>>
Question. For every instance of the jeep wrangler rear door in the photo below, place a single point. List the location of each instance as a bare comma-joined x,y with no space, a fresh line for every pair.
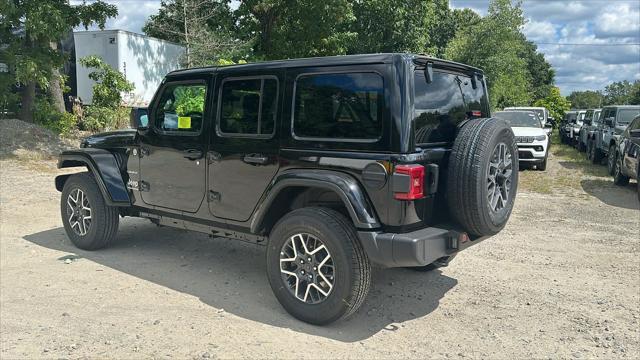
244,145
172,165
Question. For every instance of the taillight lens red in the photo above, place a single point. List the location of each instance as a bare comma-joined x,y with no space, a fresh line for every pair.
416,182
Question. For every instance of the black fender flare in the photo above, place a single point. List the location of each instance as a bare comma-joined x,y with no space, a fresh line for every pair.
103,165
344,185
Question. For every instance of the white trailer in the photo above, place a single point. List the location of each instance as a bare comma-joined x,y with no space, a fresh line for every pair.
143,60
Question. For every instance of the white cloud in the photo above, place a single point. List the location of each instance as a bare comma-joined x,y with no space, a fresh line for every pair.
539,31
619,20
582,22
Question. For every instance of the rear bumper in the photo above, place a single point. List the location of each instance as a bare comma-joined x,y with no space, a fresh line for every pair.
416,248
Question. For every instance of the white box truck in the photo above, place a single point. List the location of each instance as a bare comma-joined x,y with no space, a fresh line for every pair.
143,60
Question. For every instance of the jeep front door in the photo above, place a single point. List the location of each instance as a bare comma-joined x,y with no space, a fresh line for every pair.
172,149
244,148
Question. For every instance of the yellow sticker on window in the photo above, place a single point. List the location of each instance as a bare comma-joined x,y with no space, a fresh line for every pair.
184,122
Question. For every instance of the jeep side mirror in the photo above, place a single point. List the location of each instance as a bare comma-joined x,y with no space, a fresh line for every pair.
428,73
608,121
138,118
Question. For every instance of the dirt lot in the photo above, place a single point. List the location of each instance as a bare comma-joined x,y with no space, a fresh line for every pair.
562,280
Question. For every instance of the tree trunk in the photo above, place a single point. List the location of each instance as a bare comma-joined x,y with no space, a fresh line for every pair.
28,95
55,85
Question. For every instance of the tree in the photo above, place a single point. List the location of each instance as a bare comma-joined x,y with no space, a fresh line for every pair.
281,29
541,72
555,103
588,99
110,83
31,30
494,45
203,27
619,93
390,26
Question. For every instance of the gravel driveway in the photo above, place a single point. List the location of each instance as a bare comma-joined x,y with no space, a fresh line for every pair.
562,280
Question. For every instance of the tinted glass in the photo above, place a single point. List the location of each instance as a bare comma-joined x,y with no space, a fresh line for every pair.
626,115
181,108
519,118
596,116
339,106
248,106
441,105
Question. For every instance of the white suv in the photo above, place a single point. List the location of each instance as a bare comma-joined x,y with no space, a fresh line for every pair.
531,137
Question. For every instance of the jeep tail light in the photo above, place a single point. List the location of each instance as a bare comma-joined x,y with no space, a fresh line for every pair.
410,182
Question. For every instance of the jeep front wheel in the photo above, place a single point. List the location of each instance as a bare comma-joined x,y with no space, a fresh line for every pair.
316,267
88,221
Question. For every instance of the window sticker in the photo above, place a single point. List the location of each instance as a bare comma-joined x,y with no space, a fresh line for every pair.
184,122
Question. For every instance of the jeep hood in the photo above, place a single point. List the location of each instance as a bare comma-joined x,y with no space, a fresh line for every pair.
110,139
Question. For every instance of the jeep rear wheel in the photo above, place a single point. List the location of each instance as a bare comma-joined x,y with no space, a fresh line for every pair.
89,223
618,177
483,176
316,267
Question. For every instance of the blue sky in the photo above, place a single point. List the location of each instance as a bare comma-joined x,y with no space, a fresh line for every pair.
602,23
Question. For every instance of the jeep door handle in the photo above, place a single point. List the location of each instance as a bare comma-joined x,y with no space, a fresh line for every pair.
256,159
193,154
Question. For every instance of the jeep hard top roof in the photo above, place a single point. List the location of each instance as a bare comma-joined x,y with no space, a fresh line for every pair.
328,61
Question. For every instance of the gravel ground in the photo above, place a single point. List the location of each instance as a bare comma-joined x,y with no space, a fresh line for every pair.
561,281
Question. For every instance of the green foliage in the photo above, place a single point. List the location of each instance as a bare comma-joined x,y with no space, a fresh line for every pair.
495,45
621,93
189,99
45,114
555,103
283,29
99,118
586,99
390,26
110,83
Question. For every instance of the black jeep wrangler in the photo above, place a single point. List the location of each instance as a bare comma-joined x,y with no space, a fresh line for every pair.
334,164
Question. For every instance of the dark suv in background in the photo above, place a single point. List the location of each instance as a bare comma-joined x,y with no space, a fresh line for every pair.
614,120
335,164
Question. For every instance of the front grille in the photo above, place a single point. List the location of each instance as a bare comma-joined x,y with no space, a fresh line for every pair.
525,155
524,139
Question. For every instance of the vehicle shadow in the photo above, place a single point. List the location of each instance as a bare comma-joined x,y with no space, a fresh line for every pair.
229,275
610,194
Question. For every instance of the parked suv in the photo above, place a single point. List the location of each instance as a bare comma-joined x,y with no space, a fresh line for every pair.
531,137
334,164
614,120
589,124
627,163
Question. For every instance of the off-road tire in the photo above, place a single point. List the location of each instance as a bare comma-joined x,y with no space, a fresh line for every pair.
104,218
467,189
611,159
618,177
352,272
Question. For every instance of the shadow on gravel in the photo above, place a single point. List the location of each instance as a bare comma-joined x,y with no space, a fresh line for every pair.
229,275
610,194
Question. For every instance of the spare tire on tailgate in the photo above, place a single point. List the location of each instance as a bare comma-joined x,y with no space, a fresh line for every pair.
482,179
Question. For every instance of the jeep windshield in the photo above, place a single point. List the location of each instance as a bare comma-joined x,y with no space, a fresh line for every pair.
519,118
626,115
442,104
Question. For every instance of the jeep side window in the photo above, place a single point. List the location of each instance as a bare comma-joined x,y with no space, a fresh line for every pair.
248,107
181,108
344,106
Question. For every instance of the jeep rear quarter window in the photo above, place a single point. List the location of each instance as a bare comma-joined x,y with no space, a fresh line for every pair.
441,105
338,107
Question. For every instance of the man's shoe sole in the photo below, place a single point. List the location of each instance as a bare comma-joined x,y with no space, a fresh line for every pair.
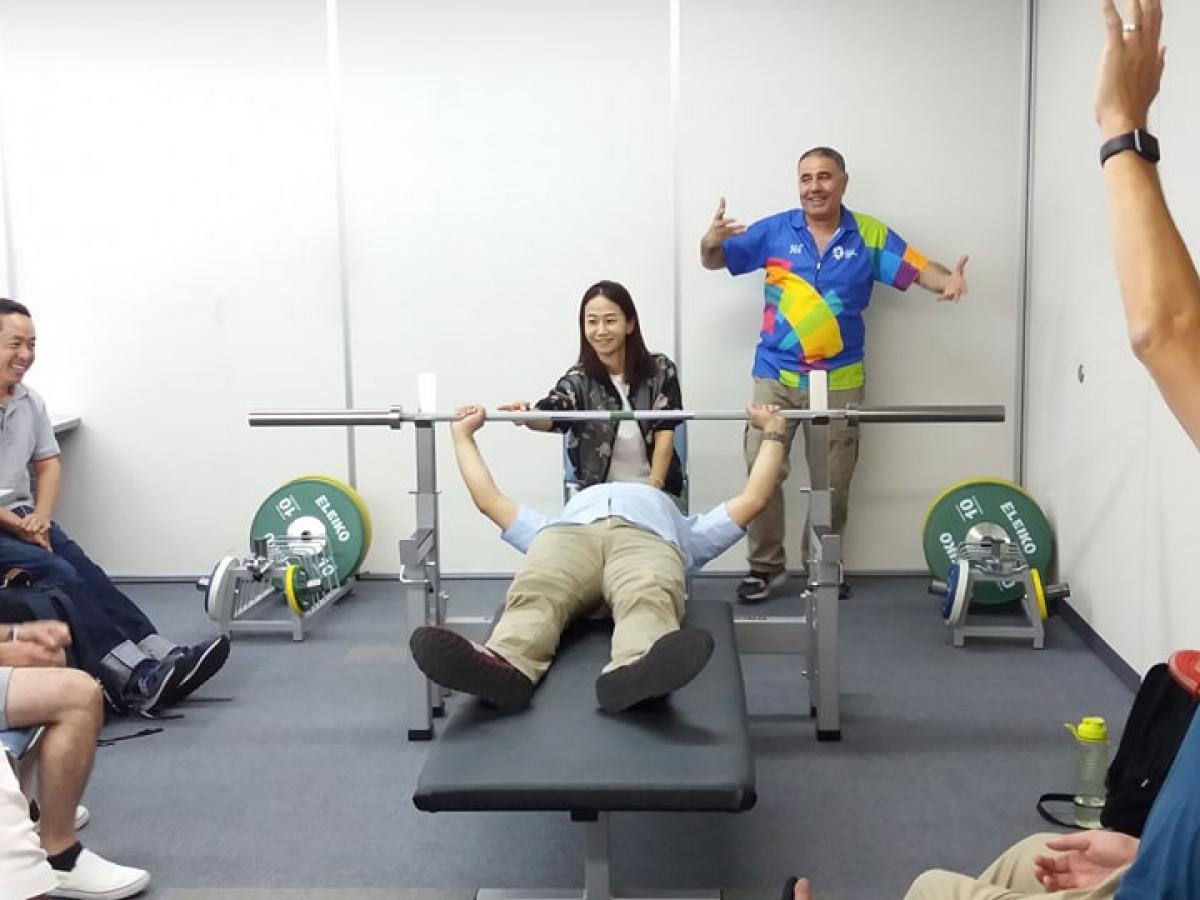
757,595
160,699
1185,667
669,665
120,893
209,664
451,660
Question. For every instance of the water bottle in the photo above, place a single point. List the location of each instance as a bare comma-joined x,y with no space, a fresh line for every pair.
1091,765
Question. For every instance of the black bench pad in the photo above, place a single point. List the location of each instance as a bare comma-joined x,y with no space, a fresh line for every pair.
690,751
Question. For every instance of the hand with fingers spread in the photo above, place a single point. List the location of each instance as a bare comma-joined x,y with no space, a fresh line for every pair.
766,417
468,420
721,228
1085,859
1131,66
47,634
955,285
36,523
520,406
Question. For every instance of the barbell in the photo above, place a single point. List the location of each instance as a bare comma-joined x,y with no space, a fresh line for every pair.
395,417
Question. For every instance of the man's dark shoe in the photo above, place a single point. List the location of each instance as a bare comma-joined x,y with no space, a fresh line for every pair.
451,660
153,683
756,587
669,665
197,664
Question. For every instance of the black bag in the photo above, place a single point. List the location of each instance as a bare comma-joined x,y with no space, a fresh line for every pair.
24,601
1159,718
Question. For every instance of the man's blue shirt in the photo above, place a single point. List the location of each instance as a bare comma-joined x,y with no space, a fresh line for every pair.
700,538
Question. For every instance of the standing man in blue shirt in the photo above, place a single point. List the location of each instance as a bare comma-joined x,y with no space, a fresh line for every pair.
621,545
821,262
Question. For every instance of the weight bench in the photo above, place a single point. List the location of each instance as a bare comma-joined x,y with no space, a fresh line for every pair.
690,753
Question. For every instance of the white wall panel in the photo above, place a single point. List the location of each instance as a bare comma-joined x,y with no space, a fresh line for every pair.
499,157
169,178
924,101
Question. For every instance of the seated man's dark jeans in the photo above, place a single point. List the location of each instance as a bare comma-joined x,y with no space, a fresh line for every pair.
105,613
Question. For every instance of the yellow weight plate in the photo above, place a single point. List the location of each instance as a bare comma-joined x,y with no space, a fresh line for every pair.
1039,593
294,585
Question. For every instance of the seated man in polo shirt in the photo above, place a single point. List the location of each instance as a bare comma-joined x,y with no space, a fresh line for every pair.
621,545
115,642
36,689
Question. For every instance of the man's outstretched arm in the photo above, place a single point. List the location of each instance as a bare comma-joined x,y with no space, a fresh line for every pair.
487,497
767,465
1159,285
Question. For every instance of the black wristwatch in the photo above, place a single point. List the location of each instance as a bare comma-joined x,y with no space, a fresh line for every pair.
1139,141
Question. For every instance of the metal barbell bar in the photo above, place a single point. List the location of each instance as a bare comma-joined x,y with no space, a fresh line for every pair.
396,417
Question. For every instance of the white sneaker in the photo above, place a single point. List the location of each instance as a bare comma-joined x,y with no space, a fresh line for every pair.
95,879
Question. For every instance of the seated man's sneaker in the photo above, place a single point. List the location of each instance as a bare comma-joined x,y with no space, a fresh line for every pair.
669,665
95,879
1185,667
451,660
756,587
153,684
197,664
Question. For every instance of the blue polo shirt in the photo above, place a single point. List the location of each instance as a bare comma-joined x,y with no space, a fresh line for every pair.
1168,864
814,301
699,538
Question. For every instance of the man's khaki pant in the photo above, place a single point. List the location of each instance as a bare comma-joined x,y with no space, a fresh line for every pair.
1011,877
765,534
574,570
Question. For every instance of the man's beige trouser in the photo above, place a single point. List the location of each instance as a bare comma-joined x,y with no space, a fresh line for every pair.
765,534
1011,877
573,570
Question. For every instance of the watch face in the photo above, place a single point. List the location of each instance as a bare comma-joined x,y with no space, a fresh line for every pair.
1146,145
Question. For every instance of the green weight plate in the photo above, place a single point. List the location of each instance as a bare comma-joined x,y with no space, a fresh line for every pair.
984,505
358,502
317,507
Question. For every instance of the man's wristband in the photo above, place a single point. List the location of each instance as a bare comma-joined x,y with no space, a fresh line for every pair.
1140,141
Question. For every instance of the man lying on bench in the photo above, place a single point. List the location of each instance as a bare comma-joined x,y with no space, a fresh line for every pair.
622,545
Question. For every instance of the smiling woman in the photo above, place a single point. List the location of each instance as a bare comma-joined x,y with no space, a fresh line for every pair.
616,371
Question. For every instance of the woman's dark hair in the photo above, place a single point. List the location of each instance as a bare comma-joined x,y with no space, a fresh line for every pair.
639,363
11,307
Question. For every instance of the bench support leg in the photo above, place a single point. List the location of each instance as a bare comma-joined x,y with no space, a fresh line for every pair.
597,876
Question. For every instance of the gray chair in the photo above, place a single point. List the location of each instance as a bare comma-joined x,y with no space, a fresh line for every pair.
19,743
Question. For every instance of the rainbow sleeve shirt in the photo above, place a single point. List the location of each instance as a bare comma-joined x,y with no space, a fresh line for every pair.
814,303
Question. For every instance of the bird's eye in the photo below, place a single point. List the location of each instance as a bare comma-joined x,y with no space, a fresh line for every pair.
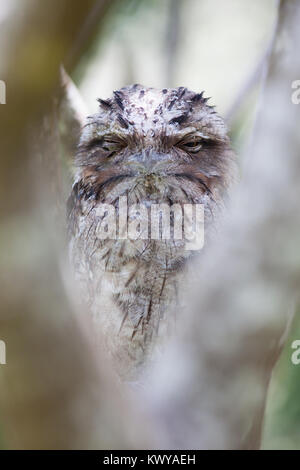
191,146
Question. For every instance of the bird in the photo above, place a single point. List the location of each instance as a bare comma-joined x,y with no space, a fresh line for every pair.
146,147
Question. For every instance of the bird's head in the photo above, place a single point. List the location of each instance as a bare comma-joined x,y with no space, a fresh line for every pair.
163,145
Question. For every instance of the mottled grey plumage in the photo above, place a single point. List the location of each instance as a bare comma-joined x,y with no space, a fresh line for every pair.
153,146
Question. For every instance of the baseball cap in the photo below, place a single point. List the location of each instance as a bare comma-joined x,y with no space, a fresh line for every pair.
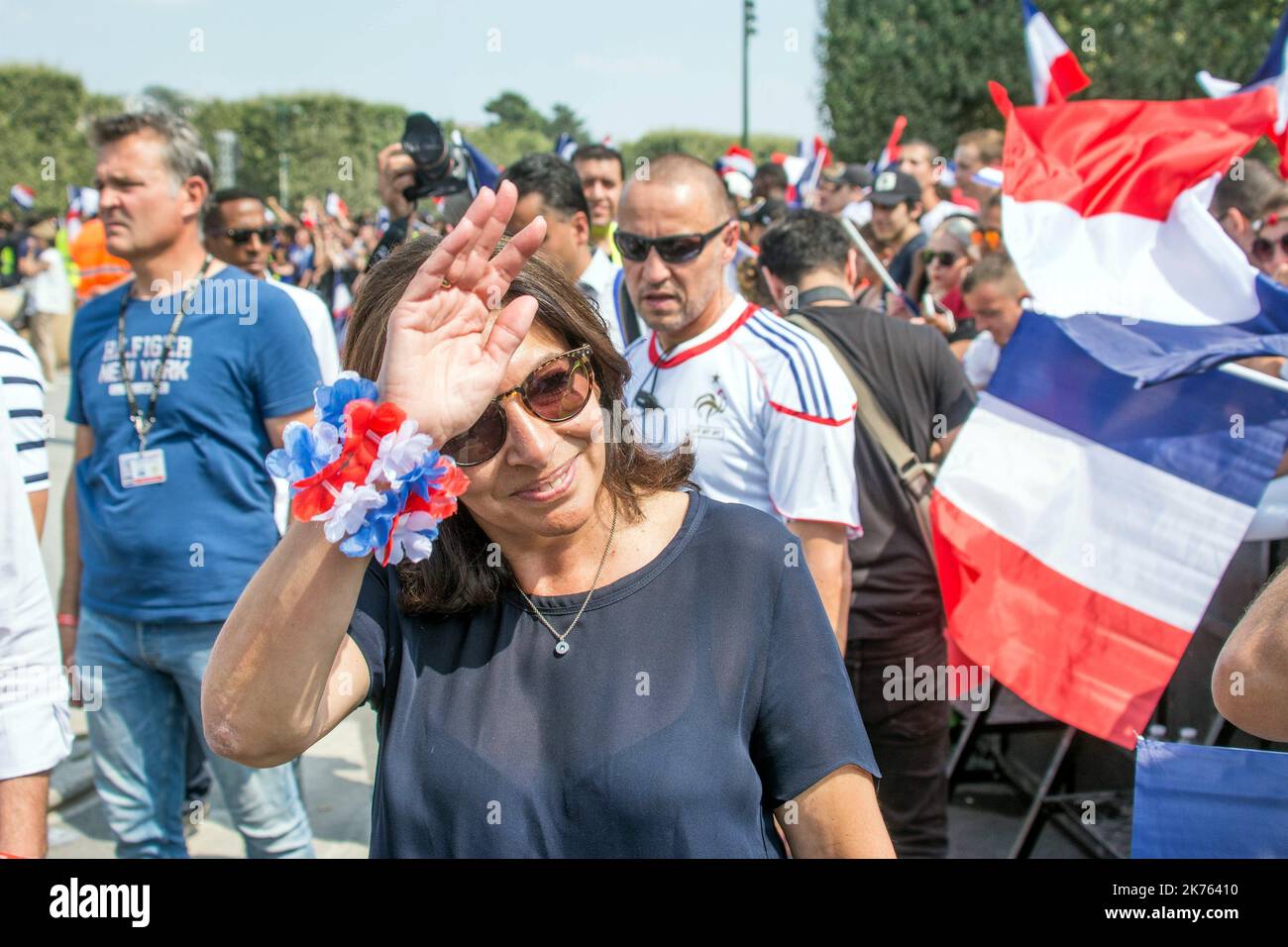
894,187
854,175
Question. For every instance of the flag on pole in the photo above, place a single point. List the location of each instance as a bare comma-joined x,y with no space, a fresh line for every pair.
1052,65
1209,801
24,196
1082,523
804,167
890,154
1106,213
1271,75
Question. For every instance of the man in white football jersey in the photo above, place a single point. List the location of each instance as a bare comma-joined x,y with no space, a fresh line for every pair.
767,408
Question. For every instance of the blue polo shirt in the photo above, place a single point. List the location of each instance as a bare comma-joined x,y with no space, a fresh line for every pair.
184,549
699,693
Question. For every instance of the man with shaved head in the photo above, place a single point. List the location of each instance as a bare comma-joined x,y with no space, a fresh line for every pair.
764,406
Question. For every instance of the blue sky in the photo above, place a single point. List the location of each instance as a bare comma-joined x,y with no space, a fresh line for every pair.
625,65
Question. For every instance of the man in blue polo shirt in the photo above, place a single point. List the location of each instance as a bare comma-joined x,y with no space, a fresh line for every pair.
181,380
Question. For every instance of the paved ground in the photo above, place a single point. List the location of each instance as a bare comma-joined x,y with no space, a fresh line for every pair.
338,772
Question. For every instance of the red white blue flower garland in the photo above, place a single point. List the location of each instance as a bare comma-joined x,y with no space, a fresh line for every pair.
365,474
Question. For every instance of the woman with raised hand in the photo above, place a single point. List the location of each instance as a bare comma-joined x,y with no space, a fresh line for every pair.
595,660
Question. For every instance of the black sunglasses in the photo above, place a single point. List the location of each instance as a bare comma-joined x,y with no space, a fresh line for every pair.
555,390
241,235
678,249
945,258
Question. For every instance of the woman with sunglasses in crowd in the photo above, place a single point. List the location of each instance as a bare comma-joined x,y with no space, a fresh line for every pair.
593,660
938,274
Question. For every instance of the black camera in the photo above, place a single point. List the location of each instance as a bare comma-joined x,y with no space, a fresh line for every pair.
442,166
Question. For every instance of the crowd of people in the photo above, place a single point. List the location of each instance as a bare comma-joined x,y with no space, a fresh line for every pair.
732,405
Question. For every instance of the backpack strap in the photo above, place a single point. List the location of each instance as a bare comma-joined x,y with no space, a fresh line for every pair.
915,475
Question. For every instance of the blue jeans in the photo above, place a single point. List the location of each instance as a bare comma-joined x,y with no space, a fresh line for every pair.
151,692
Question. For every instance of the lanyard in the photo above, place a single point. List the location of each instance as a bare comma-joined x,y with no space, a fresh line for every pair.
143,424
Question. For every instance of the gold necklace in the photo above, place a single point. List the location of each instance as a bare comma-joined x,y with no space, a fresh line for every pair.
562,644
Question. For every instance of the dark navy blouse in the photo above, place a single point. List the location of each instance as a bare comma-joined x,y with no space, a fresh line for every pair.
698,693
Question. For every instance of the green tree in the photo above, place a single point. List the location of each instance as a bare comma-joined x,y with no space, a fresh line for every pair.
42,133
931,59
563,119
703,145
513,110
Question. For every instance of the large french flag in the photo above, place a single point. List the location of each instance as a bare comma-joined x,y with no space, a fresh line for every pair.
1106,214
1273,75
1083,523
1052,65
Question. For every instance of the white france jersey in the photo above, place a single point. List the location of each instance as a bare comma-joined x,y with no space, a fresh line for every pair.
769,412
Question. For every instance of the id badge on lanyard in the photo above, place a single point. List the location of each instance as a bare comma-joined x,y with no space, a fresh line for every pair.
143,468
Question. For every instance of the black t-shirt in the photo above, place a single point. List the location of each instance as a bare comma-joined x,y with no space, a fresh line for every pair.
699,693
901,266
914,377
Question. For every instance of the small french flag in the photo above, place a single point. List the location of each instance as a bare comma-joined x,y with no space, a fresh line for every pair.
1054,67
24,196
335,205
890,154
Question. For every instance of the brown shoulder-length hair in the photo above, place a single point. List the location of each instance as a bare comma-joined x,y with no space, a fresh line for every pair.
459,578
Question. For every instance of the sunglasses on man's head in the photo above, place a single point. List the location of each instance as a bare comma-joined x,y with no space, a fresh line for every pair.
945,258
678,249
555,390
241,235
1263,250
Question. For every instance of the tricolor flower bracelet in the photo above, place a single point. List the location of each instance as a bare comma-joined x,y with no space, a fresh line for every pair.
365,474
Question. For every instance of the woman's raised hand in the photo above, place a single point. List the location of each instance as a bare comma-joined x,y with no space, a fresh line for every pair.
441,364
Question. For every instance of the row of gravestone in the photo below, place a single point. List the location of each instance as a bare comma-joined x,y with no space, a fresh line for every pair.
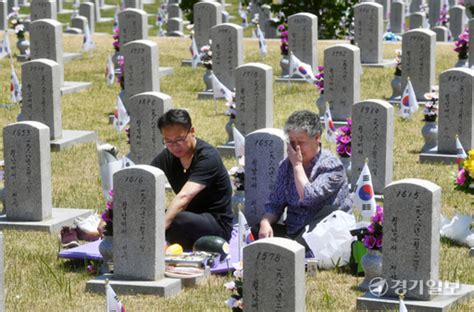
253,92
412,209
342,79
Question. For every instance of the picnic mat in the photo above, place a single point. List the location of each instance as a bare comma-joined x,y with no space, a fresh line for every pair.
90,251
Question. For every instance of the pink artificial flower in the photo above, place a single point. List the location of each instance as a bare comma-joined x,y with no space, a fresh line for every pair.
345,139
371,228
91,269
348,150
461,177
377,218
105,216
378,242
345,129
340,149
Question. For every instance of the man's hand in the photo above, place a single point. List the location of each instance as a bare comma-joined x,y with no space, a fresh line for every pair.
266,229
294,155
168,222
181,201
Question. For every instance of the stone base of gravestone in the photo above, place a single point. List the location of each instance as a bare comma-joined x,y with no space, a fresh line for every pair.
22,58
206,95
74,87
165,71
71,56
337,123
73,137
397,100
60,217
290,80
105,20
165,287
228,149
432,156
441,303
189,63
106,7
73,31
65,11
189,282
384,63
175,34
8,106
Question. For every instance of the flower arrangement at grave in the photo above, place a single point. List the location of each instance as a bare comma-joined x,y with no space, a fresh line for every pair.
390,36
116,37
319,83
206,56
107,216
430,111
17,24
465,175
344,139
444,16
398,62
120,73
283,29
462,45
237,178
374,237
236,287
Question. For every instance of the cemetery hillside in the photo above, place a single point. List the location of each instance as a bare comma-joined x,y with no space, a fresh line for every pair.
369,77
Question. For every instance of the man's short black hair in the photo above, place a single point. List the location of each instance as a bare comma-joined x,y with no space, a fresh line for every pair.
175,117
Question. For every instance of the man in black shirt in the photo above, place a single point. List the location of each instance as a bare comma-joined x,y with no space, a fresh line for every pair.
194,169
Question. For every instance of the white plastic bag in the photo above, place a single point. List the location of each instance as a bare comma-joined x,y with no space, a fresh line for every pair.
330,241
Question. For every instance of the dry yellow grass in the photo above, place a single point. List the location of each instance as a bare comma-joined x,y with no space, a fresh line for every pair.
34,277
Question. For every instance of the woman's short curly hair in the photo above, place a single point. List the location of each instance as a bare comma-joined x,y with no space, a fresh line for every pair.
303,121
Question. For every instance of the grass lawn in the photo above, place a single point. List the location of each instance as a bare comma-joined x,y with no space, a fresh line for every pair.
35,277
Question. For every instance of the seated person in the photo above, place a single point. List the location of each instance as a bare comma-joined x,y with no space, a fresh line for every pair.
311,183
202,205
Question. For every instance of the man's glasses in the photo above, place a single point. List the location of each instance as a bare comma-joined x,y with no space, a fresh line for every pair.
178,141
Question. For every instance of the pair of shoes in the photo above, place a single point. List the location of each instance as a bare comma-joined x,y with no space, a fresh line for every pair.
68,237
87,228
<<
**Written exercise**
Copy each line exactly, from the line containing "Question. For every instance of the woman's short" down to the last line of the material, and no other lines.

**Result of the exercise**
Question. For every instance of the woman's short curly hair in the photo above, place a single point. List the location of each instance as a bare comma-joined x,y with no space, a fresh line for every pair.
303,121
Question. For every instance of the grass lawn in the photo above, place a single point. List the location of each instance as a bare comma-joined x,y with no space, a fresh line for every pair.
35,277
Question. For every instance of the seated person in the photo above, place a single point. List the location of each instance as a bare comma-joined x,y with no space, a fresh line for every pair.
311,183
202,205
Question. For every instance of the man's glasses in the photo above, place a single point. List the location of each instance as a bare comma-joined x,y with no space, a fresh line for every pair.
178,141
Question. For every instance of the pair of shoes in the photo above, place a single point. List the location of each instance as a bare comma-joined x,y with no space, a fresh line for every pair.
68,237
87,228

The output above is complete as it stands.